(Dataset excerpts on object pointing)
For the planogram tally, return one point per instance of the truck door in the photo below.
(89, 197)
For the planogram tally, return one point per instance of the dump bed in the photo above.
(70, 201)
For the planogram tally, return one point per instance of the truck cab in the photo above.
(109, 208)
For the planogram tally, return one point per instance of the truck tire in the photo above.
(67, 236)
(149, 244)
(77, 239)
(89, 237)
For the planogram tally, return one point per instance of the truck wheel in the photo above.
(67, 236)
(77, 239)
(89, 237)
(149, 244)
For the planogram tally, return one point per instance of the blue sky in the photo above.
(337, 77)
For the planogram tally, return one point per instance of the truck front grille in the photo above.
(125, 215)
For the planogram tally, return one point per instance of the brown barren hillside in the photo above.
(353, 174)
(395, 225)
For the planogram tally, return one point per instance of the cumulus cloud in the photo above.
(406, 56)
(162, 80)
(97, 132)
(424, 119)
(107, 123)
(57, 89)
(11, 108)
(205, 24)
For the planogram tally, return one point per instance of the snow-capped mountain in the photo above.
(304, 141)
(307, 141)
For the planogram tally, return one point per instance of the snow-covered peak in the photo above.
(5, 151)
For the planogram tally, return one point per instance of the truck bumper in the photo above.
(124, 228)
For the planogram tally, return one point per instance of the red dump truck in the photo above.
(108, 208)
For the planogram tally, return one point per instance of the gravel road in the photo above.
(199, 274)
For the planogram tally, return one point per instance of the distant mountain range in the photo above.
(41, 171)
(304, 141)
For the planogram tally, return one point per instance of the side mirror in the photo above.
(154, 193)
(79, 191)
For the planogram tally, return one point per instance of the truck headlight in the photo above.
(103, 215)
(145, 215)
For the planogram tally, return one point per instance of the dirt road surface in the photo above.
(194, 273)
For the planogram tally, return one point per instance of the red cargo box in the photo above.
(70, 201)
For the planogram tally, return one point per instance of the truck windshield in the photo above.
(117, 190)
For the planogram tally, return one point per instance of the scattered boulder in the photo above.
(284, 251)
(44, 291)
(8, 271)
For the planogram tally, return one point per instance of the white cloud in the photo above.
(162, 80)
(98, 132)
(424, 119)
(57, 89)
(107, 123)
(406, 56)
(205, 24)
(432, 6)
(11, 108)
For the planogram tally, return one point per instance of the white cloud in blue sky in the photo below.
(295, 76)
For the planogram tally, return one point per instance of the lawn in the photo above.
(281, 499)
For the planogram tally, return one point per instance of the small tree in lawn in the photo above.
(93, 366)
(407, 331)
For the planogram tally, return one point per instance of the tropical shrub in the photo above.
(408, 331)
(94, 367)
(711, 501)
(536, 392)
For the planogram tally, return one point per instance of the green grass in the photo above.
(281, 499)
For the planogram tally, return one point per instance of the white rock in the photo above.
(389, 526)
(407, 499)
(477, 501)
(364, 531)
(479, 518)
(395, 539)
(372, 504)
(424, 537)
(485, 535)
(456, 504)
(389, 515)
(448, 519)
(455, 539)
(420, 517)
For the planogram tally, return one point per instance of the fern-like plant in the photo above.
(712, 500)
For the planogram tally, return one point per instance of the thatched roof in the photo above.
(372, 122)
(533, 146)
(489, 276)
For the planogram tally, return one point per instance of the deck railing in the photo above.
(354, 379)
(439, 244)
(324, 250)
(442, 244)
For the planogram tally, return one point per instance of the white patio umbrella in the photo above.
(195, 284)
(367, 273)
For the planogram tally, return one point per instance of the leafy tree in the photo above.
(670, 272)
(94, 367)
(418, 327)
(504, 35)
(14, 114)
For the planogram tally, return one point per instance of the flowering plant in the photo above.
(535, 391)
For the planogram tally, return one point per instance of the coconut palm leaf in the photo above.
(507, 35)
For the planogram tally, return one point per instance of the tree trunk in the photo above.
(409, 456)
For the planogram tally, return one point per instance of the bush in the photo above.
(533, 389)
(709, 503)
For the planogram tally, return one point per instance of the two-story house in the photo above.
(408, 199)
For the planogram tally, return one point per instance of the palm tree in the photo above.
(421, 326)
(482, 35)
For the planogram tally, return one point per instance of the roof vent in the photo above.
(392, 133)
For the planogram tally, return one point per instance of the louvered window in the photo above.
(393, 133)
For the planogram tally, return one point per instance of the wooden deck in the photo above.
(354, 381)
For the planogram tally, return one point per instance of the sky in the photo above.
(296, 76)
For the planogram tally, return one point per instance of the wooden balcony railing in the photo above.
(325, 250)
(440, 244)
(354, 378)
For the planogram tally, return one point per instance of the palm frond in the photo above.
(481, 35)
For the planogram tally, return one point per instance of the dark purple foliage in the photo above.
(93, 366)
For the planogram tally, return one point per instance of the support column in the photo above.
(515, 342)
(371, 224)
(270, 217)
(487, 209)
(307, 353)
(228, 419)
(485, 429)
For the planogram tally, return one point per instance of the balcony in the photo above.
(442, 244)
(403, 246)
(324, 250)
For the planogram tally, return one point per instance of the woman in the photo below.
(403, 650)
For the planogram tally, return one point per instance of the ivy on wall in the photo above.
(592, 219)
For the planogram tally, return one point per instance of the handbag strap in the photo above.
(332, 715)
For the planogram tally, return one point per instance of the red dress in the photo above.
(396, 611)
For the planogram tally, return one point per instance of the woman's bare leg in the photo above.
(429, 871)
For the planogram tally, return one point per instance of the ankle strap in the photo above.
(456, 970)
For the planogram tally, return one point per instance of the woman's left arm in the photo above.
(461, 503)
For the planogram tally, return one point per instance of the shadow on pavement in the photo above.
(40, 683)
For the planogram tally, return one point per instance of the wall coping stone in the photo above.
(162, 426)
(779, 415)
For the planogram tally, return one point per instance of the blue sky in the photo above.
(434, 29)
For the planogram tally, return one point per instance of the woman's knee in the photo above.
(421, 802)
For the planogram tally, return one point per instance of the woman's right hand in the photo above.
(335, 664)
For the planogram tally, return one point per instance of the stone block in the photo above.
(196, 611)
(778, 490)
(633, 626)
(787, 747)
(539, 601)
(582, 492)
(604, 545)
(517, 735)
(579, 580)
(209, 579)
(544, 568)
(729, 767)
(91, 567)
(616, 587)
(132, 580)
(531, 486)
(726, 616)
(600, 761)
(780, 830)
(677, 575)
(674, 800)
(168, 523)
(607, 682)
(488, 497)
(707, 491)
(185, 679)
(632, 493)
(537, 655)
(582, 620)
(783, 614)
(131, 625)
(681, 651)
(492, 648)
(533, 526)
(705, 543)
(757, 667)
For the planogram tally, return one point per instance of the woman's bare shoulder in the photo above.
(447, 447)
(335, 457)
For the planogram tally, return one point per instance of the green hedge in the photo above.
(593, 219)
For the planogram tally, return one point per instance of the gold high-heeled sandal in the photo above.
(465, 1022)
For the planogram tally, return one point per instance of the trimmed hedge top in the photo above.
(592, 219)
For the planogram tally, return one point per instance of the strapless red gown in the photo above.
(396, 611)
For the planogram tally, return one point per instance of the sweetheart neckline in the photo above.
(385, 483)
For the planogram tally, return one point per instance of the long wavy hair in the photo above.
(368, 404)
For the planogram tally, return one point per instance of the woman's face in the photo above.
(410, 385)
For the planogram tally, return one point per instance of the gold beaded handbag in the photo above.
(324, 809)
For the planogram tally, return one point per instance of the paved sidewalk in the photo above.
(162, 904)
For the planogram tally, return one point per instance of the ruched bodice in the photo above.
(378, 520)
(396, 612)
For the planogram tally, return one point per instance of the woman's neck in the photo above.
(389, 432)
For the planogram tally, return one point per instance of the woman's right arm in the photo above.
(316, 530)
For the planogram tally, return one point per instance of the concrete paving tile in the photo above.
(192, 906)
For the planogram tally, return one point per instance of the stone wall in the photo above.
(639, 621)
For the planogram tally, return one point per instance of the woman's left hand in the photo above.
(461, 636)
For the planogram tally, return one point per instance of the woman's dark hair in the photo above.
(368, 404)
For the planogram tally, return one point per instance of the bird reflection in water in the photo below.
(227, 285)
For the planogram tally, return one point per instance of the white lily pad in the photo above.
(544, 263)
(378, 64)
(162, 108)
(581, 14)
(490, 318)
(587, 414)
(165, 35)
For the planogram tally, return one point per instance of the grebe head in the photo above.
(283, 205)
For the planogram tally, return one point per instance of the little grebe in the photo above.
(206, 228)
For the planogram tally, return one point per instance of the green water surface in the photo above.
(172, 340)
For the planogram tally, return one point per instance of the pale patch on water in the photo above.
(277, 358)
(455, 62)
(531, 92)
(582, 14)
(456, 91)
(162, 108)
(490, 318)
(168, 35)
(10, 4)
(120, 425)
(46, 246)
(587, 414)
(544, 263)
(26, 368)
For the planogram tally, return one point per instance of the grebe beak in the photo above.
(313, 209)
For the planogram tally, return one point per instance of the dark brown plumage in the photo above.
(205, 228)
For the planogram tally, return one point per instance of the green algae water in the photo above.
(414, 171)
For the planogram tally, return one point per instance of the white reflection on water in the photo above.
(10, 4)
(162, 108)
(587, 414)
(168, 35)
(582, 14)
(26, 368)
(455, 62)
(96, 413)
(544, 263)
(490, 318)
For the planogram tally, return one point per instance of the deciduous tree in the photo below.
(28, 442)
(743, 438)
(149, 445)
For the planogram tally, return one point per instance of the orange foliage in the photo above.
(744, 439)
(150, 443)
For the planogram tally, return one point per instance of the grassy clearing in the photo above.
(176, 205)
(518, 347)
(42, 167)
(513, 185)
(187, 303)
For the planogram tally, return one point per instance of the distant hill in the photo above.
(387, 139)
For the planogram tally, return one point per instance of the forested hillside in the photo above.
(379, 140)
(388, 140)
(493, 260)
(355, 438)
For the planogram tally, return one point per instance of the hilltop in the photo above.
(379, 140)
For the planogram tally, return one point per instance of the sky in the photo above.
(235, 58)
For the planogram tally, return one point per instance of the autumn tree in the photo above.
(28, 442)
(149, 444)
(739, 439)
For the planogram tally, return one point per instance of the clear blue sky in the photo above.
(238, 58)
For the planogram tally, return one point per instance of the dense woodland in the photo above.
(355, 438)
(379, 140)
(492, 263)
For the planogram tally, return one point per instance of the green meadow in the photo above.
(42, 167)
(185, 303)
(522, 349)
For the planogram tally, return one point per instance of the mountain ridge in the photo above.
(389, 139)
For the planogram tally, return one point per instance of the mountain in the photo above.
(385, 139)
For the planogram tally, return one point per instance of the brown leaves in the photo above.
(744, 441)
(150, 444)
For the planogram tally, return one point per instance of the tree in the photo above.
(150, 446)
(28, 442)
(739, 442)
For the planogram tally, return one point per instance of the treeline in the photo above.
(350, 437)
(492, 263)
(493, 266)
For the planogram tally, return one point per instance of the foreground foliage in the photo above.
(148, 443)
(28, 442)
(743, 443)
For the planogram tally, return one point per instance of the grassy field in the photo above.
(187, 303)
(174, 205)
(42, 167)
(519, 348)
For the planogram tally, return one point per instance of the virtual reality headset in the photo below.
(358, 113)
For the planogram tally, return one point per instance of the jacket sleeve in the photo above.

WHAT YOU HAVE TO DO |
Swap "planogram tally" for "stock count" in the items from the line containing "treeline in the photo above." through the last item, both ends included. Write out those lines again, changing nothing else.

WRITTEN SOLUTION |
For the stock count, return one point per instance of the treeline in the photo above.
(350, 437)
(492, 263)
(493, 266)
For the stock count, return one point per instance of the foreground foliage in the photo above.
(148, 443)
(28, 442)
(743, 443)
For the stock count, return one point per instance of the grassy field in the photo above.
(187, 303)
(174, 205)
(42, 167)
(519, 348)
For the stock count, return one point per instance of the virtual reality headset in the photo below.
(358, 113)
For the stock count, return one point per instance of the jacket sleeve in the photo above.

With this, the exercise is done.